* **Recorded data**
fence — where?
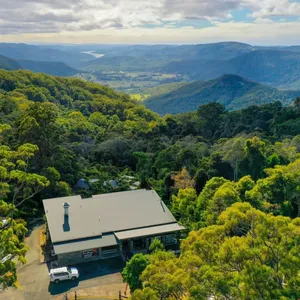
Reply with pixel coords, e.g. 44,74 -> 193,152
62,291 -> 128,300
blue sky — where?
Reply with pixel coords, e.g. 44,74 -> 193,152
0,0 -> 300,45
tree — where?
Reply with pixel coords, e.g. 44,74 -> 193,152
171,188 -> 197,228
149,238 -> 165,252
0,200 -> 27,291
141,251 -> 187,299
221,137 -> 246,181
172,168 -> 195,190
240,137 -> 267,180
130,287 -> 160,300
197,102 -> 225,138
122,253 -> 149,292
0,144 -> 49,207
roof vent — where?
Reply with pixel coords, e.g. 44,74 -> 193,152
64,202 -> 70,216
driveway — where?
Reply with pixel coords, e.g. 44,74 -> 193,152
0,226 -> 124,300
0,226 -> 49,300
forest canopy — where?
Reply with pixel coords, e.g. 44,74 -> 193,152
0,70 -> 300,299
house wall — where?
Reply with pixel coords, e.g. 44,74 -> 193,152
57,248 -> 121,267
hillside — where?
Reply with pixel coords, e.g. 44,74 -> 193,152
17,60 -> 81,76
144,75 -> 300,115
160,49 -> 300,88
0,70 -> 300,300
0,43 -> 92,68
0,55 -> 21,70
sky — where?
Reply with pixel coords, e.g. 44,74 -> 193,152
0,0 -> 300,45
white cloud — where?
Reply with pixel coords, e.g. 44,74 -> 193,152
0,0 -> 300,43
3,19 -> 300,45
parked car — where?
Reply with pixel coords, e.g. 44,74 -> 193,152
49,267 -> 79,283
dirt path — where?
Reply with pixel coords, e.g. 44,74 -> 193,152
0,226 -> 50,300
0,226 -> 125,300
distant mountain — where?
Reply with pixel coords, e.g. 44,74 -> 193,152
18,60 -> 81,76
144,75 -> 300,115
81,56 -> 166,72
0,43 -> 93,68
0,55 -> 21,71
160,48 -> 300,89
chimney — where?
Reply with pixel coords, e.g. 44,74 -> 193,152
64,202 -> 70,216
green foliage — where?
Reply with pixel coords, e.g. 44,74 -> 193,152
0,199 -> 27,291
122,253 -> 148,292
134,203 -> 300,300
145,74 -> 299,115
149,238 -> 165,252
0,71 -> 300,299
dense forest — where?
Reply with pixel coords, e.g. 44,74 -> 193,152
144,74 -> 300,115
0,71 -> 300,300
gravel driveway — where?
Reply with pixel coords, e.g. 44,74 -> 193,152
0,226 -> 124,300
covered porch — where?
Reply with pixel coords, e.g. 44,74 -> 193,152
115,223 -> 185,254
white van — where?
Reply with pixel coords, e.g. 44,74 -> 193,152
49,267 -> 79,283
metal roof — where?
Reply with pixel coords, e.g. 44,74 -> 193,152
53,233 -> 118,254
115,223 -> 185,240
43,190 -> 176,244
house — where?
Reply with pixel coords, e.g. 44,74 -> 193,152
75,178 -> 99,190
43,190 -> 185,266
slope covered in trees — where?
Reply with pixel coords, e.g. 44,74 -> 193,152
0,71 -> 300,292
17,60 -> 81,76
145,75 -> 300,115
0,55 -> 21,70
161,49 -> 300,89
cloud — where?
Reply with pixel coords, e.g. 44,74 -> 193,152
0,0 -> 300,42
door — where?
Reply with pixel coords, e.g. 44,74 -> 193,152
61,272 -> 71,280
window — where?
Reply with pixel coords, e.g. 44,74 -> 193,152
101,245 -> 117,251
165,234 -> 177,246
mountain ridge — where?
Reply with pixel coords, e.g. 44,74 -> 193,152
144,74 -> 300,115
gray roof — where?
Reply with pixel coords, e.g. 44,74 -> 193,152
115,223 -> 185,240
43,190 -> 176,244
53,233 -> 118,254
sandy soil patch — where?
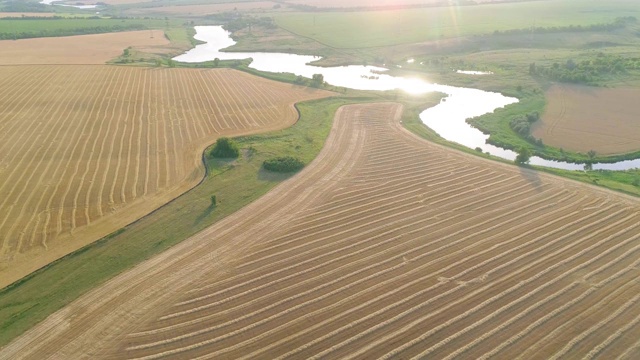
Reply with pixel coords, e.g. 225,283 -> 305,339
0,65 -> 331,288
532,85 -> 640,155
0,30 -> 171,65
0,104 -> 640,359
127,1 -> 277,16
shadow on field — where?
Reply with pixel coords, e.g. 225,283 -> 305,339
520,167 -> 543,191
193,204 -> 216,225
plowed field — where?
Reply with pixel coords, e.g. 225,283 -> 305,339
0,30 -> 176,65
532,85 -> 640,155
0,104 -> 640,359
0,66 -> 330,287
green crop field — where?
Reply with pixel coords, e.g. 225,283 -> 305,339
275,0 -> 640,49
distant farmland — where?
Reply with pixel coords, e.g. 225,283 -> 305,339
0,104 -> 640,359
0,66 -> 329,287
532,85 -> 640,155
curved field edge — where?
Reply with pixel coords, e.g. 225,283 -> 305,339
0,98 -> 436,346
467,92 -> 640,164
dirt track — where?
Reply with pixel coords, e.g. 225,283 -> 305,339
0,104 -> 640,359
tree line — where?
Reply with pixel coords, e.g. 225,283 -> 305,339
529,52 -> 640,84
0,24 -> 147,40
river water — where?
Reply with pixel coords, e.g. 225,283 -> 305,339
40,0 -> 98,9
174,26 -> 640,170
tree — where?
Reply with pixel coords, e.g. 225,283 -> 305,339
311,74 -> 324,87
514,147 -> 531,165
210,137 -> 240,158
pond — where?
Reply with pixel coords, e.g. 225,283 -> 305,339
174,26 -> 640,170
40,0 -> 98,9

==

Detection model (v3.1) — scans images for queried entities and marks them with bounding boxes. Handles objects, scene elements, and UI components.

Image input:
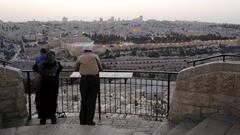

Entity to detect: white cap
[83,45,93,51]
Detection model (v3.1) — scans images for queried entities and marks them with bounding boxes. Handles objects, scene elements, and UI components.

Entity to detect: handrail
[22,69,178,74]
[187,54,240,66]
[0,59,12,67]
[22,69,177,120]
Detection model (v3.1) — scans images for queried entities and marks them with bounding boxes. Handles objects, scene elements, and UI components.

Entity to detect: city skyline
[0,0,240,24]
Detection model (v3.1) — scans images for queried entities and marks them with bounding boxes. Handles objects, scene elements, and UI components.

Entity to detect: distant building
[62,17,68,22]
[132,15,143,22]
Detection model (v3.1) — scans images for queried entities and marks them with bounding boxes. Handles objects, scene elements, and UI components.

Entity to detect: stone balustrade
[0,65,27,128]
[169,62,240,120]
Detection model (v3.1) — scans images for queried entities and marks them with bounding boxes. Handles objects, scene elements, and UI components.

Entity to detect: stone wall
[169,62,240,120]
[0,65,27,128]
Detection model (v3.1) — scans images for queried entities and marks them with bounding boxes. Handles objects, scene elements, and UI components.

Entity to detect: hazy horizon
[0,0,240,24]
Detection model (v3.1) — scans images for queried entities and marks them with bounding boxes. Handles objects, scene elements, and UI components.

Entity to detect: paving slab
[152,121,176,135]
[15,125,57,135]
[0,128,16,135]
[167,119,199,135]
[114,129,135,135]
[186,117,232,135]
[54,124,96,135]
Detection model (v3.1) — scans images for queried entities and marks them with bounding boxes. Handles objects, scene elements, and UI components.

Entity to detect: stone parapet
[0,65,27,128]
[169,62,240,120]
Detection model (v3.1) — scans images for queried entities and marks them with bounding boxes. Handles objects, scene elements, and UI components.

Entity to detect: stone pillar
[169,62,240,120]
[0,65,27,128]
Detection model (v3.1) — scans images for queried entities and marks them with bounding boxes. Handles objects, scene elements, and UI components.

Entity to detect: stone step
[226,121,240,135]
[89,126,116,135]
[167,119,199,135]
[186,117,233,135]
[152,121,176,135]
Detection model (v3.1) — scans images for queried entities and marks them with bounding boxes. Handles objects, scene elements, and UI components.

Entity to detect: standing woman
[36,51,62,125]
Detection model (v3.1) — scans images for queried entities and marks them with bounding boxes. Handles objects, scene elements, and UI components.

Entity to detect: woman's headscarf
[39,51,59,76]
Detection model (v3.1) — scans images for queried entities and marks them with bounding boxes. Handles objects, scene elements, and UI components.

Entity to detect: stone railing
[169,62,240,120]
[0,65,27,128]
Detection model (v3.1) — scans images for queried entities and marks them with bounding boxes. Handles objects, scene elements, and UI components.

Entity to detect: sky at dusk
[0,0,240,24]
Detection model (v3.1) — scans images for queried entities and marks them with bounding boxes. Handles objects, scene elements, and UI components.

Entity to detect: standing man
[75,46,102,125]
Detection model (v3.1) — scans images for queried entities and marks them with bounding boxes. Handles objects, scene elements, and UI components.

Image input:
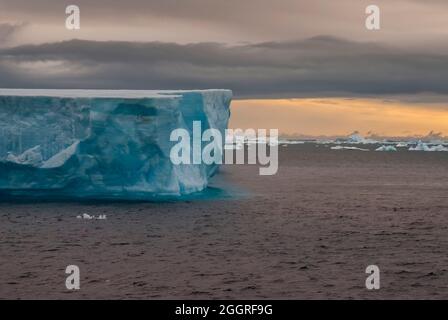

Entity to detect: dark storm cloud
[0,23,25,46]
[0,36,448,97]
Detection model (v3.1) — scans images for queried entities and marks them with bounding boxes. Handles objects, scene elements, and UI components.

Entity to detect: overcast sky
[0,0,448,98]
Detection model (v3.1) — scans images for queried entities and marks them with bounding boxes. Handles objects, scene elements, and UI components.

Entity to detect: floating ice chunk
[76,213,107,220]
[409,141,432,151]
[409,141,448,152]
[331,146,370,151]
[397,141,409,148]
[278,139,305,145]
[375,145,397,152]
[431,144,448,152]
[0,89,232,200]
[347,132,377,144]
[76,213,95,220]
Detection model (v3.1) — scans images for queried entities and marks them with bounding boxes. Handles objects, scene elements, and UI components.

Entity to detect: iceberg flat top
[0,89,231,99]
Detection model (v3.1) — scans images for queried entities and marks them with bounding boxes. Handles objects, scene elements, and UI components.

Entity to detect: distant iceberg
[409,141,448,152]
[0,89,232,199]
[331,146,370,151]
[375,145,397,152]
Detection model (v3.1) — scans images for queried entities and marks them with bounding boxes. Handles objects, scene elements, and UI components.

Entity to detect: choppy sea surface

* **Aim of the task**
Pull out every line of the entries above that contains the string "cloud", matching case.

* **Expected output**
white cloud — where?
cloud — where?
Entity to detect: dark storm cloud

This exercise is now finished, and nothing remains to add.